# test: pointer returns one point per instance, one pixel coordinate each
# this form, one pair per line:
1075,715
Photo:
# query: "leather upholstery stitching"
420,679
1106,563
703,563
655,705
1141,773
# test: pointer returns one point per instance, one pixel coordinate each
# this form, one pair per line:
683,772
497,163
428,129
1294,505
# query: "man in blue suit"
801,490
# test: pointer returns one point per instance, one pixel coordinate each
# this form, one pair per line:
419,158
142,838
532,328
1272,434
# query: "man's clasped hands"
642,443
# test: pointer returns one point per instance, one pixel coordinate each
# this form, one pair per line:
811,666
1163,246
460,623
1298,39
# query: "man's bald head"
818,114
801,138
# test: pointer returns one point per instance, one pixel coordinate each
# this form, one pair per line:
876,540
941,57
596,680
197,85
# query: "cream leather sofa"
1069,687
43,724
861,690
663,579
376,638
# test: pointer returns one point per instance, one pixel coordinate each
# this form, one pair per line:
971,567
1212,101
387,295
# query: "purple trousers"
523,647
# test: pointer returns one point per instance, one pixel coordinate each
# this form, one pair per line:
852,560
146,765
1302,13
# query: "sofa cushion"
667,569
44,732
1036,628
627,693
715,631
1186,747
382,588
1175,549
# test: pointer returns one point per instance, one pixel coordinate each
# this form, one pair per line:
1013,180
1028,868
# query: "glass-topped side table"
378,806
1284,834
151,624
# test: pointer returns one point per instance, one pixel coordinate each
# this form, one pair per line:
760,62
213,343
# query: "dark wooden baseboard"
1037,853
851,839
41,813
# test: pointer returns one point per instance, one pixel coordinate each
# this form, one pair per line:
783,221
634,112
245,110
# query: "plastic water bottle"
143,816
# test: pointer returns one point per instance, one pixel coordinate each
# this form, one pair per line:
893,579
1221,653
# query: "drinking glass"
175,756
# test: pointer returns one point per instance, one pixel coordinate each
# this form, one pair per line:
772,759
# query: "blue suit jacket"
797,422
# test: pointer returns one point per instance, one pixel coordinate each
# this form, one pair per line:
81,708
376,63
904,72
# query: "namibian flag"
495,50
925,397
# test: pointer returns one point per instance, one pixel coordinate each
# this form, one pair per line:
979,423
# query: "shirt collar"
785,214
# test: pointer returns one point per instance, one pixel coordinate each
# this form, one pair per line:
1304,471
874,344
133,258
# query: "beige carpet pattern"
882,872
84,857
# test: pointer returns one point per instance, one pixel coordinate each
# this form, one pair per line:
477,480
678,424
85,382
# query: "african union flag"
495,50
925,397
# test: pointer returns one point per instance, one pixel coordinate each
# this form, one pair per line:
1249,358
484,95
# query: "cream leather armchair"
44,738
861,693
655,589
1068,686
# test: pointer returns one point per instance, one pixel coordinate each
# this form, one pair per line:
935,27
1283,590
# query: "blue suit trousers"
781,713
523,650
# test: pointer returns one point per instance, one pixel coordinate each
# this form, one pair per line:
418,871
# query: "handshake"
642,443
-=-=-=-=-
Word for word, quote all of the data above.

# test: pointer returns one point per instance, one pixel coordinate each
# this form, one pair per line:
1075,715
Photo:
# query: "leather upholstery stitching"
420,679
1106,563
703,563
655,705
1141,773
# test: pointer returns one point per instance, one pixel coordinate each
# this form, one pair per line:
683,772
497,163
428,129
1294,505
# query: "man in blue suit"
801,490
# test: pointer returns one point per instance, one pixel coordinate each
# this form, one pair per line:
419,158
142,838
532,328
1272,434
# query: "man's clasped hands"
642,443
# test: pointer returns one point per instance, one pixel coordinate each
# this form, one pair per line:
811,666
1163,246
460,623
1298,39
# query: "man's bald head"
818,114
801,138
# test: pointer returns one point per instance, one pixel coordinate each
# this form, one pair per line:
876,540
941,57
596,680
197,85
# query: "cream leather sofa"
1069,687
43,724
861,690
663,579
376,638
# test: pointer returns one point per instance, one pixel coordinate each
# this form, one pair per line:
971,567
1212,101
387,295
# query: "purple trousers"
523,647
# test: pointer returns one point per instance, one pixel coordinate each
# this form, one pair per line:
852,560
146,765
1302,13
# query: "sofa cushion"
667,569
44,732
1036,628
627,693
715,631
1186,747
382,588
1175,549
# test: pointer returns one point per instance, one pixel coordinate each
# this form, one pair per line:
1013,180
1028,868
# query: "glass-topped side table"
378,806
1284,834
151,624
# test: pointer returns one point per instance, one pixel coordinate each
# this form, one pair per line:
760,62
213,343
# query: "dark wooden baseboard"
1037,853
851,839
41,813
# test: pointer returns one point per instance, one pixel coordinate each
# this form, one pair per line:
783,221
634,112
245,110
# query: "plastic water bottle"
143,816
# test: pointer returns one point per instance, one pixel coordinate each
# this form, one pair per line:
893,579
1221,653
# query: "drinking glass"
175,756
# test: pointer returns one point per instance, one pixel coordinate each
# this form, one pair per line:
772,759
# query: "blue suit jacket"
797,422
# test: pointer returns one point per instance, one pixel coordinate each
# this form, one pair per line:
81,708
376,63
904,72
# query: "namibian flag"
495,50
925,397
# test: pointer returns one point per instance, one pixel coordinate each
# this form, one pair per line:
979,423
# query: "shirt collar"
785,214
# test: pointer returns one point per instance, one pixel coordinate each
# this form, one pair per line:
1304,471
874,344
133,258
# query: "beige carpet pattern"
882,872
84,857
# test: pointer returns one point per instance, one pixel coordinate each
# this form, one pair per line:
477,480
678,424
85,382
# query: "african union flag"
495,50
925,397
# test: pointer returns one point per instance, one pixel coordinate each
# this form, one pair per line:
1249,358
484,95
# query: "cream leather armchair"
44,738
861,693
655,589
1068,686
# test: pointer returns one point per instance, one pixel coordinate each
# this form, one pair per line:
935,27
1283,590
# query: "blue suit trousers"
781,713
523,650
# test: pointer returns one point per instance, one pixel coordinate each
# this form, one pair per line:
418,871
# query: "handshake"
642,443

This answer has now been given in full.